**TEXT EXTRACT**:
[Tutor] Reading/dealing/matching with truly huge (ascii) files

Wed Feb 22 10:50:56 CET 2012

Elaina Ann Hyde wrote:

> So, Python question of the day:  I have 2 files that I could normally just
> read in with asciitable, The first file is a 12 column 8000 row table that
> I have read in via asciitable and manipulated.  The second file is
> enormous, has over 50,000 rows and about 20 columns.  What I want to do is
> find the best match for (file 1 column 1 and 2) with (file 2 column 4 and
> 5), return all rows that match from the huge file, join them togeather and
> save the whole mess as a file with 8000 rows (assuming the smaller table
> finds one match per row) and 32=12+20 columns.  So my read code so far is
> as follows:
> -------------------------------------------------
> import sys
> import asciitable
> import matplotlib
> import scipy
> import numpy as np
> from numpy import *
> import math
> import pylab
> import random
> from pylab import *
> import astropysics
> import astropysics.obstools
> import astropysics.coords
> 
> x=small_file
> #cannot read blank values (string!) if blank insert -999.99
> dat=asciitable.read(x,Reader=asciitable.CommentedHeader,
> fill_values=['','-999.99'])
> y=large_file
> fopen2=open('cfile2match.list','w')
> dat2=asciitable.read(y,Reader=asciitable.CommentedHeader,
> fill_values=['','-999.99'])
> #here are the 2 values for the small file
> Radeg=dat['ra-drad']*180./math.pi
> Decdeg=dat['dec-drad']*180./math.pi
> 
> #here are the 2 values for the large file
> Radeg2=dat2['ra-drad']*180./math.pi
> Decdeg2=dat2['dec-drad']*180./math.pi
> 
> for i in xrange(len(Radeg)):
>          for j in xrange(len(Radeg2)):
> #select the value if it is very, very, very close
>                 if i != j and Radeg[i] <= (Radeg2[j]+0.000001) and
>                 Radeg[i]
>>= (Radeg2[j]-0.000001) and Decdeg[i] <= (Decdeg2[j]+0.000001) and
> Decdeg[i] >= (Decdeg2[j]-0.000001):
>                 fopen.write( "     ".join([str(k) for k in
> list(dat[i])])+"     "+"     ".join([str(k) for k in list(dat[j])])+"\n")

**WRITTEN TASKS**:
1: In the huge-file matching post, which variables are computed by multiplying by 180./math.pi? Name all of them.
2: Carry the huge-file matching post forward from its final line.
You won't need the data that comes next.

Collection entries:
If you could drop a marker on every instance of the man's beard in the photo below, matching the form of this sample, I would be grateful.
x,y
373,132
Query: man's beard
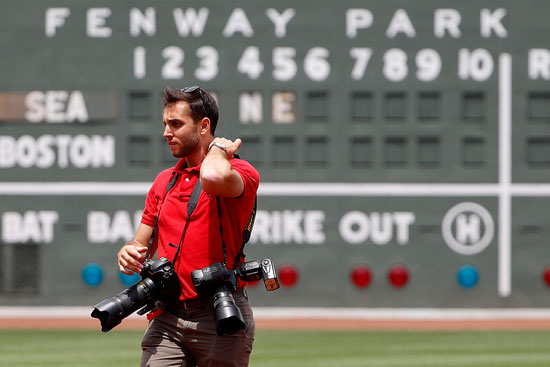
x,y
187,147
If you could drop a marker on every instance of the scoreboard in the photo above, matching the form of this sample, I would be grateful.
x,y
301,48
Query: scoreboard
x,y
403,147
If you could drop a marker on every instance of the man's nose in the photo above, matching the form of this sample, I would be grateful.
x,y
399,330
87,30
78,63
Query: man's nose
x,y
167,132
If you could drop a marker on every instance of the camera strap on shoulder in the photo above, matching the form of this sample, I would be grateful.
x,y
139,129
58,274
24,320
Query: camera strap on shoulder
x,y
155,227
191,205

**ANSWERS TO THE EXERCISES**:
1: Radeg, Decdeg, Radeg2, Decdeg2

2:
> -------------------------------------------
> Now this is where I had to stop, this is way, way too long and messy.  I
> did a similar approach with smaller (9000 lines each) files and it worked
> but took awhile, the problem here is I am going to have to play with the
> match range to return the best result and give only one (1!) match per row
> for my smaller file, i.e. row 1 of small file must match only 1 row of
> large file..... then I just need to return them both.  However, it isn't
> clear to me that this is the best way forward.  I have been changing the
> xrange to low values to play with the matching, but I would appreciate any
> ideas.  Thanks

If you calculate the distance instead of checking if it's under a certain 
threshold you are guaranteed to get (one of the) best matches.
Pseudo-code:

from functools import partial
big_rows = read_big_file_into_memory()

def distance(small_row, big_row):
    ...

for small_row in read_small_file():
    best_match = min(big_rows, key=partial(dist, small_row))
    write_to_result_file(best_match)

As to the actual implementation of the distance() function, I don't 
understand your problem description (two columns in the first, three in the 
second, how does that work), but generally 

a, c = extract_columns_from_small_row(small_row)
b, d = extract_columns_from_big_row(big_row)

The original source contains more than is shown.